EXTRACT:
● ● ● ● ● ● ●
Hector
LaSala
W. Geoff Gjertson, AIA
Architects/Professors
Lafayette, Louisiana, U.S.
Link: Building Institute website
Submission: "Building Institute"
Situated Learning: The Building Institute
Since its inception, the Building Institute has aimed to open up
new paths for the learning processes of our students by inserting
them into a social context that they have rarely encountered in any
meaningful way: the world of chronic poverty, homelessness, addiction,
mental illness, and the non-profit agencies that are in the trenches
of these societal battlefronts.
In order to achieve a critical and active learning opportunity for
our students, our effort- the Building Institute, like the Rural
Studio, deliberately places them into a slice of present day America
where physical and societal conditions are at a crisis point. While
their design and constructing skills generate the most visible outcomes,
this should not diminish the impact that these participations have
had on their capacity to reflect on their culture, social conditions,
and communal needs. This sustained encounter by our students with
at-risk populations has altered our students' critical and ethical
thinking in ways that are hard to measure but are real nevertheless.
Mending Tears
Like most other architecture schools in the country, our university
is located in a city that has urgent needs and critical tears in
its social fabric that require immediate design intervention. For
the last four years, these interventions have formed the basis of
projects that, in the context of the academic semester, must yield
quick results. Therefore, we have adopted a strategy that we term
accelerated fabrications - projects designed and fabricated on a
very fast track.
An added bonus of accelerated fabrications is their catalytic effect
upon the communities where they are built. They work as a kind of
environmental first-aid. Often these communities have been deprived
for so long, this quick turn around offers them a tantalizing first
glimpse of the larger vision our Building Institute can provide.
Finally, the effect of the Building Institute’s projects upon
our students is profound. The responsibilities and ethics instilled
through the projects have had both immediate and long-range effects
now beginning to be revealed.
Acadiana Outreach Center Projects
In the Fall of 2003, the Center’s Director, Valerie Keller,
requested the help of the School of Architecture in designing a storage
system to aid in organizing donations; however, as a result of several
visits to the site–a city block full of sprawled and disconnected
structures–the students and faculty observed a terrible contradiction:
while the Center’s mission is “Giving People Back Their
God-Given Dignity,” the physical environment and facilities
were depressing, coarse, and spiritually degrading.
In order to begin to immediately address the dominance of the degraded
environment, one of the accelerated fabrications began to take shape.
Upon the previously blank face of a ubiquitous metal building, our
students designed and built an armature that does not attempt to
conceal the banal flat surface but rather intensify light, materiality,
texture and contrast. The armature has continued to evolve and grow
over the last year accepting informational and inspirational signage
and planters for climbing vines.
● ● ● ● ● ● ●
COLLECTED MATERIAL:
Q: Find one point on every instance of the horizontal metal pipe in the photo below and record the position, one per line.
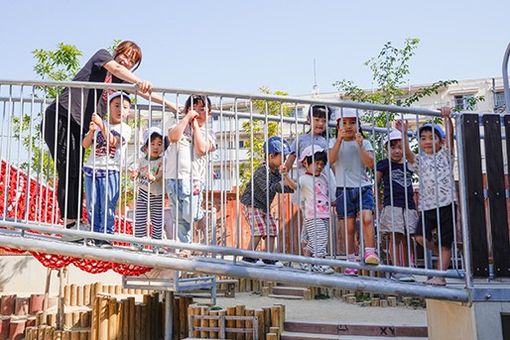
● ● ● ● ● ● ●
EXERCISE A: In the Building Institute text, who asked the School of Architecture for help in the Fall of 2003?
EXERCISE B: Write what comes next in the Building Institute text, starting after its final sentence.
The material can be left aside.

OUTPUT A: Valerie Keller, the Director of the Acadiana Outreach Center.

OUTPUT B:
A barren alleyway was once the only connection between four halfway
houses and the job training and rehabilitation center which serves
the residents. Our students first created small installations (altars
/ alters) - inspired by the success stories and testimonials of residents
who had graduated from the rehab program. These installations grace
the walls of a meditative garden called the Signposts of Grace. Residents
now can stop, rest and reflect upon the struggles and victories of
their lives. The city selected the project as one of only a handful
to fund as a pocket park.
To culminate the summer of work, students and faculty, in collaboration
with residents of the halfway houses, local contractors and inmates
from the local jail, designed and built a performance space for concerts
and community events. Most importantly, the performance space provides
a place to celebrate the center’s life-changing programs.
Bios:
Hector LaSala is Professor of Architecture at the University of
Louisiana at Lafayette. He was born in El Salvador and received
his Bachelor of Architecture
degree from
the University of Louisiana in 1973. He completed his graduate studies at Texas
A & M University in 1976. He has been a practicing architect for thirty
years, primarily in residential design. Hector has been the recipient of the
following
awards: the 2003 Award for Innovative Excellence in Teaching, Learning and
Technology, given by the Center for the Advancement of Teaching and Learning;
the 2001 Excellence
in Teaching Award, given by the University of Louisiana Foundation; and the
1998 Blue Key Faculty Excellence Award. He was also peer-nominated for the
2003 Ernest
Boyer International Award for Excellence in Teaching. He is an advocate of
education reform via the arts. He is a member of the Kennedy Center's Partners
in Education
since 1995. He has served this national program as a member of its Board of
Advisors, 1996-1999, and as a member of the Nominating Review Committee, 1999-2000.
He
is the recipient of the 2004 Governor's Arts Award for Outstanding Contribution
to Arts Education. From 1996 to 2001, Professor LaSala was a member of the
Curriculum Planning Committee for Leadership Lafayette, a program of the Lafayette
Chamber
of Commerce. He served as a presenter to leadership classes on issues of education
reform, arts and culture, and community design.
W. Geoff Gjertson, AIA is an architect and professor in Lafayette, Louisiana.
Prof. Gjertson graduated from Rice University in 1992 with a Masters of Architecture
degree. His thesis: The Masque and the Mask, consisted of the design of a traveling
exhibition space for a collection of Native American Masks. Prof. Gjertson
received his undergraduate degree, a Bachelor of Science in Design from Arizona
State
University in 1989. Prof. Gjertson has taught as an Assistant Professor of
Architecture at the University of Louisiana at Lafayette from 2000 till present.
He currently
teaches the Professional Practice sequence of courses as well as third and
fourth-year Architectural Design. Prof. Gjertson is the co-director of the
Building Institute,
a “hands-on” design/build program which serves the local community.
Prof. Gjertson has practiced architecture since 1994 and is licensed in the state
of Louisiana. His private practice work such as the Golden Residence and previous
work with Holly and Smith Architects such as the Columbia Theatre, Rolling Residence
and the SLU Classroom Building have won several state and regional awards. Prof.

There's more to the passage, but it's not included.